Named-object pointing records
----

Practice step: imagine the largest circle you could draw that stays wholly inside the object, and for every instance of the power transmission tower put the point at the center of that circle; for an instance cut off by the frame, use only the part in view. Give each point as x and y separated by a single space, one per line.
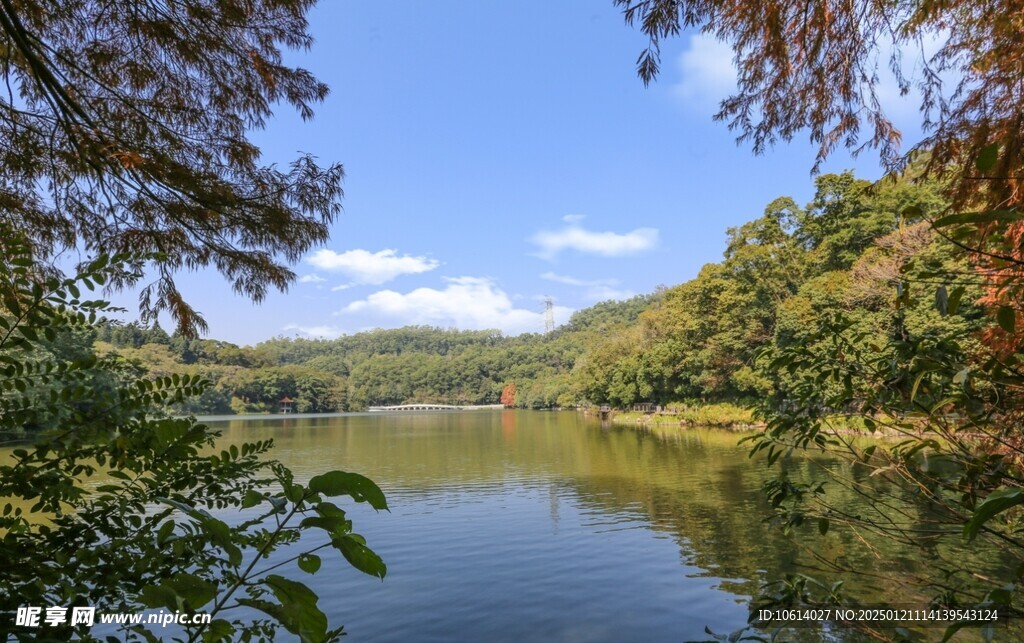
549 315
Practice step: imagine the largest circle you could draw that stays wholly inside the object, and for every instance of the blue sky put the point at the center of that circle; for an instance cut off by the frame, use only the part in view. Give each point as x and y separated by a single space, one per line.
499 153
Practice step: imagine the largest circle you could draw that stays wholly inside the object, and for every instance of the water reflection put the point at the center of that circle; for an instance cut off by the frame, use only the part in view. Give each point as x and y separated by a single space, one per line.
508 525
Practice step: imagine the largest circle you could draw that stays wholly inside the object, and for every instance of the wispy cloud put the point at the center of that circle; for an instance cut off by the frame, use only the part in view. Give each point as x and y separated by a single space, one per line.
594 290
374 268
571 281
706 72
466 302
315 332
573 237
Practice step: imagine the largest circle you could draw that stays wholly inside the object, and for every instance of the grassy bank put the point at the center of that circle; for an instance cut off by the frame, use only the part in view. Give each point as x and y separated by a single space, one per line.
723 415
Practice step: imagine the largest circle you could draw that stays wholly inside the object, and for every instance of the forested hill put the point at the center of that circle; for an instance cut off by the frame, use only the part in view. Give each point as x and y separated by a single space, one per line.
381 367
782 273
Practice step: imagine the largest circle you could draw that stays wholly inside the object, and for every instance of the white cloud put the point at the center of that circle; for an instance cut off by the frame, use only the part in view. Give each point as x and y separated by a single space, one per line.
571 281
574 237
373 268
466 302
707 73
315 332
594 290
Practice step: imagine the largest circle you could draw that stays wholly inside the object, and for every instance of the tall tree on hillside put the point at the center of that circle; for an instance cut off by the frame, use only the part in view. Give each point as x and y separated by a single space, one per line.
124 128
913 369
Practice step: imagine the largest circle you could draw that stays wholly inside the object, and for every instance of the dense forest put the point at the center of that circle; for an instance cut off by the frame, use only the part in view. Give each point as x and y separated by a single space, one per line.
695 343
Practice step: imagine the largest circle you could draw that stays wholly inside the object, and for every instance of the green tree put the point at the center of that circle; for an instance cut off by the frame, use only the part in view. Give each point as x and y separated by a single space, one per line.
111 507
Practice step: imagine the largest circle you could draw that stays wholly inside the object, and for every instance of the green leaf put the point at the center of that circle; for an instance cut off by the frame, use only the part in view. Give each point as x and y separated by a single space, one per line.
302 616
1007 317
942 300
361 488
309 563
360 556
916 383
996 503
251 499
987 158
989 216
954 298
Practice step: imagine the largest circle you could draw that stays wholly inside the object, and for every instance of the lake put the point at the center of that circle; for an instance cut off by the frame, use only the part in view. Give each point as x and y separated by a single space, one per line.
530 525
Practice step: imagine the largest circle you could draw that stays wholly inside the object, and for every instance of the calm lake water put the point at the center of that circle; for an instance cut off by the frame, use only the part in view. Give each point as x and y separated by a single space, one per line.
529 525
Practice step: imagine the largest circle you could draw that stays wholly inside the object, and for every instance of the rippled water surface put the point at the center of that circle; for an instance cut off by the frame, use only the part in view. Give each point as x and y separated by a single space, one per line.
519 525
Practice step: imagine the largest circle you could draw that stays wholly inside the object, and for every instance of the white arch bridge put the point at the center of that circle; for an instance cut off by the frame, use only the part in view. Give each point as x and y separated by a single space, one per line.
407 408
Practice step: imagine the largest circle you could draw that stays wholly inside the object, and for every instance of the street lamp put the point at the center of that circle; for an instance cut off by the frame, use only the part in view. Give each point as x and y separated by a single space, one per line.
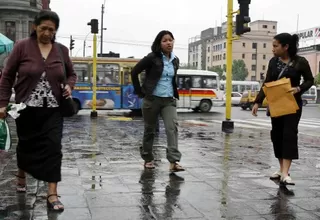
102 28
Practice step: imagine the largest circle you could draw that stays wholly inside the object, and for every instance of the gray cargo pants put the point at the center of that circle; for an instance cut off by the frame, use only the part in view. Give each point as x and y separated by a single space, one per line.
167 108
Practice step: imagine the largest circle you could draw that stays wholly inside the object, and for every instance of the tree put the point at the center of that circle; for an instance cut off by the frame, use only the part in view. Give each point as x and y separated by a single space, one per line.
187 66
317 79
239 70
218 70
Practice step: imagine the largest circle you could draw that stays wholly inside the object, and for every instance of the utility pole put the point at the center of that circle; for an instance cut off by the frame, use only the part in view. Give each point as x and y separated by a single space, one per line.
84 48
256 60
242 19
94 30
101 44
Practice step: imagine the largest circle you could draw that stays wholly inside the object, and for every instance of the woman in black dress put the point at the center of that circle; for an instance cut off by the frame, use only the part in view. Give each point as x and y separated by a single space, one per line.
284 133
38 64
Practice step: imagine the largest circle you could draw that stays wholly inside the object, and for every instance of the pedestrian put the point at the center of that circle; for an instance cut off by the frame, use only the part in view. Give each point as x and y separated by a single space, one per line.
142 78
160 94
38 61
284 133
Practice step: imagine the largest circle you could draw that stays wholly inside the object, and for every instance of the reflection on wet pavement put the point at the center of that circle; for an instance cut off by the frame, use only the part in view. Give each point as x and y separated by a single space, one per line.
226 177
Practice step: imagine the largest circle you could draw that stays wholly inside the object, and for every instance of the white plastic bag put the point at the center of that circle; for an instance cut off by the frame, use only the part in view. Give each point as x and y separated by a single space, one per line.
5 138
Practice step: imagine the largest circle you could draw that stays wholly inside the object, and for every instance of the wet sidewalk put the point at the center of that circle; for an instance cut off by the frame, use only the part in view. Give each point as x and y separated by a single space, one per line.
226 177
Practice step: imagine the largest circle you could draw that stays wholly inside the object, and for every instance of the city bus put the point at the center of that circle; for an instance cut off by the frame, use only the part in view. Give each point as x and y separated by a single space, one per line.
241 86
114 87
310 96
198 89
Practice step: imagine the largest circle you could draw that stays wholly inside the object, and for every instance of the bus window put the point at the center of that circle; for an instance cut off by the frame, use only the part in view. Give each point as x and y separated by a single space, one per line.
235 88
126 76
210 82
312 91
256 87
180 82
108 74
242 88
81 70
184 82
196 82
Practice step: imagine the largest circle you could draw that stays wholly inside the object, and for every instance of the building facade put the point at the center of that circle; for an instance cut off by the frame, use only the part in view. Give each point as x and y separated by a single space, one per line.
254 48
16 17
46 4
312 54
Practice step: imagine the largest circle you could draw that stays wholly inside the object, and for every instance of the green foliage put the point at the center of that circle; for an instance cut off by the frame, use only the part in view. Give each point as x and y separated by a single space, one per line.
239 70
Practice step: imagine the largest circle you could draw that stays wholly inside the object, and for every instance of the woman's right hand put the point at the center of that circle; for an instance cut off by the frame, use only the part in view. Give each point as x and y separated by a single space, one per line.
255 110
3 112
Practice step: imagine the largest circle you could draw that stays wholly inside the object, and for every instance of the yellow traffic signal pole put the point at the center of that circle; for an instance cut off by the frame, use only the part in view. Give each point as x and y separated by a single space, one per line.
228 125
94 86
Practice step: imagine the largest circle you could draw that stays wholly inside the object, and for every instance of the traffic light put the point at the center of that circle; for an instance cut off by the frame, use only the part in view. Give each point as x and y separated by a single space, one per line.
71 43
243 19
94 26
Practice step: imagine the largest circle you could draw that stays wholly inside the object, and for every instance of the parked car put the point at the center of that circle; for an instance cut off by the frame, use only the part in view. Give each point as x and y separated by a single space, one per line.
248 98
235 98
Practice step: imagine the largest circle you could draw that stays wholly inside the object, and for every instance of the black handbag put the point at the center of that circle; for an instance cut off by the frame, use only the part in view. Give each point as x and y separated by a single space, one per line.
68 107
279 76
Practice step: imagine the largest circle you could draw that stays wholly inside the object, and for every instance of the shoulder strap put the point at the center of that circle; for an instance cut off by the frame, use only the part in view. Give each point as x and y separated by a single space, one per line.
62 60
284 68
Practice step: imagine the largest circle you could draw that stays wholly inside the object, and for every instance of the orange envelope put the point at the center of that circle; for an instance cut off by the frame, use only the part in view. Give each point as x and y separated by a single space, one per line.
281 102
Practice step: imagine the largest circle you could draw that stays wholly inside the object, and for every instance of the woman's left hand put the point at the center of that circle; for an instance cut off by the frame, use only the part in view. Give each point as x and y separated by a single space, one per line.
294 90
67 91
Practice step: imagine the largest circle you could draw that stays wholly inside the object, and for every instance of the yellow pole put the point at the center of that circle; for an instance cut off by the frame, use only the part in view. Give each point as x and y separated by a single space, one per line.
227 125
94 70
229 60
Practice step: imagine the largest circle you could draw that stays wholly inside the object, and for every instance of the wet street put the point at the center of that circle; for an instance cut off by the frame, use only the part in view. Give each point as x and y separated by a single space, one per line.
226 176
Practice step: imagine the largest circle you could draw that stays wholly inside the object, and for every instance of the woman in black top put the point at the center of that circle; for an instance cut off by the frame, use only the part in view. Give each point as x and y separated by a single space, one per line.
284 133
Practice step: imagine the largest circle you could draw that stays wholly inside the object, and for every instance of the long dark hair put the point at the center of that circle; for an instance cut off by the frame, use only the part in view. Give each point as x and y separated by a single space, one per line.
46 15
156 46
291 40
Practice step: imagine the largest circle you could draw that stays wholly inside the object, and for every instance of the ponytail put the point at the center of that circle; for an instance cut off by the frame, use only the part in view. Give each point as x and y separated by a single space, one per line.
291 40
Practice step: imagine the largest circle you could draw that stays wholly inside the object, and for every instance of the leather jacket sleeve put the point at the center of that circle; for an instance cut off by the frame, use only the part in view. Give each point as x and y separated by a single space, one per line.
142 65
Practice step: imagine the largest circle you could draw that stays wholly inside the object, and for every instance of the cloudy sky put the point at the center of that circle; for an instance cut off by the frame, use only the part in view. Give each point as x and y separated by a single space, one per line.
133 24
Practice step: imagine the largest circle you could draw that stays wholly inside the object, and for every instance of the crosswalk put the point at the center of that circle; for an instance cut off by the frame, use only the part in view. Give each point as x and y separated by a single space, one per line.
310 123
309 126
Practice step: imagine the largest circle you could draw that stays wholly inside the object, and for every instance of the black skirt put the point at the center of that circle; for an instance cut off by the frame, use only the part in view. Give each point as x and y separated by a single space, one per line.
39 148
284 135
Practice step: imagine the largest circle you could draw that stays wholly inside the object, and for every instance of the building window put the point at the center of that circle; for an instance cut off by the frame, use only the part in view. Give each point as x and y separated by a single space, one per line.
10 30
254 56
254 45
33 3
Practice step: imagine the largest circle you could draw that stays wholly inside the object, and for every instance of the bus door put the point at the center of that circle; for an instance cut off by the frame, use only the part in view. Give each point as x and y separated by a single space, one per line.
108 86
184 87
82 90
129 100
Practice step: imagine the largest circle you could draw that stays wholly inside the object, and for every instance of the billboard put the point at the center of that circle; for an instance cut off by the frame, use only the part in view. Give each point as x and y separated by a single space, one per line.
309 37
10 30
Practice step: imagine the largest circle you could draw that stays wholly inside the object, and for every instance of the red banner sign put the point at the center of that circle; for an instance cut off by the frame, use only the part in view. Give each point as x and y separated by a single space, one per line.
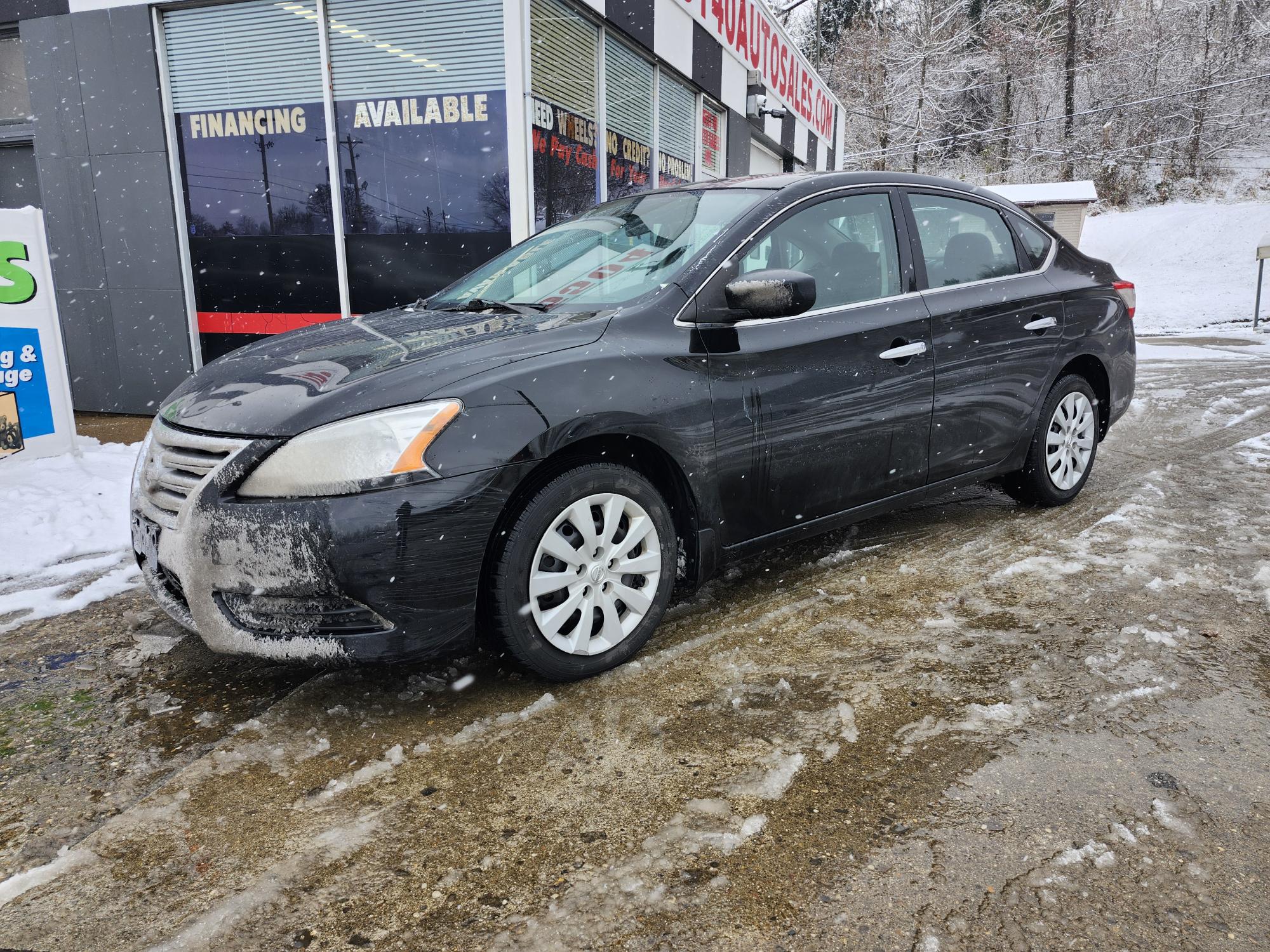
752 36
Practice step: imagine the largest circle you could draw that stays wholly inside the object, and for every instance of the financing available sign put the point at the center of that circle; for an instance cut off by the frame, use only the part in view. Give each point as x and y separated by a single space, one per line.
36 416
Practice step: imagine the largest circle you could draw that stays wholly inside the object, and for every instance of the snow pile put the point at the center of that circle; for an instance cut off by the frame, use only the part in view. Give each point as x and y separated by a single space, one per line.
1193 265
67 531
21 883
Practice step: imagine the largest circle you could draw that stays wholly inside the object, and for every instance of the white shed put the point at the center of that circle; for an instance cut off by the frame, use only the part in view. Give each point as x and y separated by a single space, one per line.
1061 205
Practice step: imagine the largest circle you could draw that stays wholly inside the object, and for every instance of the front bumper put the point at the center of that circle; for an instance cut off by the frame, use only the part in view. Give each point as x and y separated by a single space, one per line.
385 576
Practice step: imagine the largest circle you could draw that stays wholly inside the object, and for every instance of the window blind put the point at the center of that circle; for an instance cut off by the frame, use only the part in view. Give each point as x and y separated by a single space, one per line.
678 116
563 56
628 92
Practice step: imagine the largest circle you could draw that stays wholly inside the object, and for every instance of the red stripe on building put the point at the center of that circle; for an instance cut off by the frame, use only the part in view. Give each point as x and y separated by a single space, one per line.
257 323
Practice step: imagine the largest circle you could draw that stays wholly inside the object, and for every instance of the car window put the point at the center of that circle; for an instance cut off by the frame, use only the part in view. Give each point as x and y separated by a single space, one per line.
608 256
1036 242
962 242
846 244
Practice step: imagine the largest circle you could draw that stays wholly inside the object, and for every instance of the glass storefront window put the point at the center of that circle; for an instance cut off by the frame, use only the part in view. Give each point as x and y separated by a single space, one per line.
676 129
247 93
713 142
563 62
628 120
422 133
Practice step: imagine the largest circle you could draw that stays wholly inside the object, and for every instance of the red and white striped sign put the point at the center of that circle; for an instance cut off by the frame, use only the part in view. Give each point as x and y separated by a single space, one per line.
750 34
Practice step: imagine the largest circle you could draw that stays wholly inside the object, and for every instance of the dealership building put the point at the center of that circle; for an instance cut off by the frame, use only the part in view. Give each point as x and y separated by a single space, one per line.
211 173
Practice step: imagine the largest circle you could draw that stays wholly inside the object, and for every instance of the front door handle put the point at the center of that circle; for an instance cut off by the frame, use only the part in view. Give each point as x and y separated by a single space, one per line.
906 351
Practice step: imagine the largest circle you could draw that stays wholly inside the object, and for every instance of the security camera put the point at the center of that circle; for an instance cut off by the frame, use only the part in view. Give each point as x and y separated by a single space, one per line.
758 107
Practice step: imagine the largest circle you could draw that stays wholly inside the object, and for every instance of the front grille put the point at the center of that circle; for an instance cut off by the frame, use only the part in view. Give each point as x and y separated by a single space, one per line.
172 586
331 616
177 464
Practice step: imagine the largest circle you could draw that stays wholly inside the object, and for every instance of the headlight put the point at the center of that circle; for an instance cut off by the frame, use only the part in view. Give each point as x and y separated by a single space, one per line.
143 453
364 453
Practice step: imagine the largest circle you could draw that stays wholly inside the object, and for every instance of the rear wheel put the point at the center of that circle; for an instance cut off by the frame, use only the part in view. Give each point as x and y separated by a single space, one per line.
586 573
1062 451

----

## Task brief
Take the lines from the one containing "of the headlight" through the end of the material and rewrite them as a numbered list, leaving out any blank lines.

## Answer for the task
1. Practice step: imagine the largest circle you could draw that stays wholly inside the object, and for every instance of the headlight put the point at the center of that circle; for an instance cut off by the frame, use only the part in view. Give each point as x and y separated by a single space, one per line.
2. 143 453
3. 364 453
4. Practice step: imagine the largest circle you could draw that stays wholly inside the object, and for every instance of the rear wheel put the point at the center of that circle; for an instance cut off by the frame, use only the part in view. Give each point as x and y separated by a single space, one per line.
5. 586 573
6. 1062 451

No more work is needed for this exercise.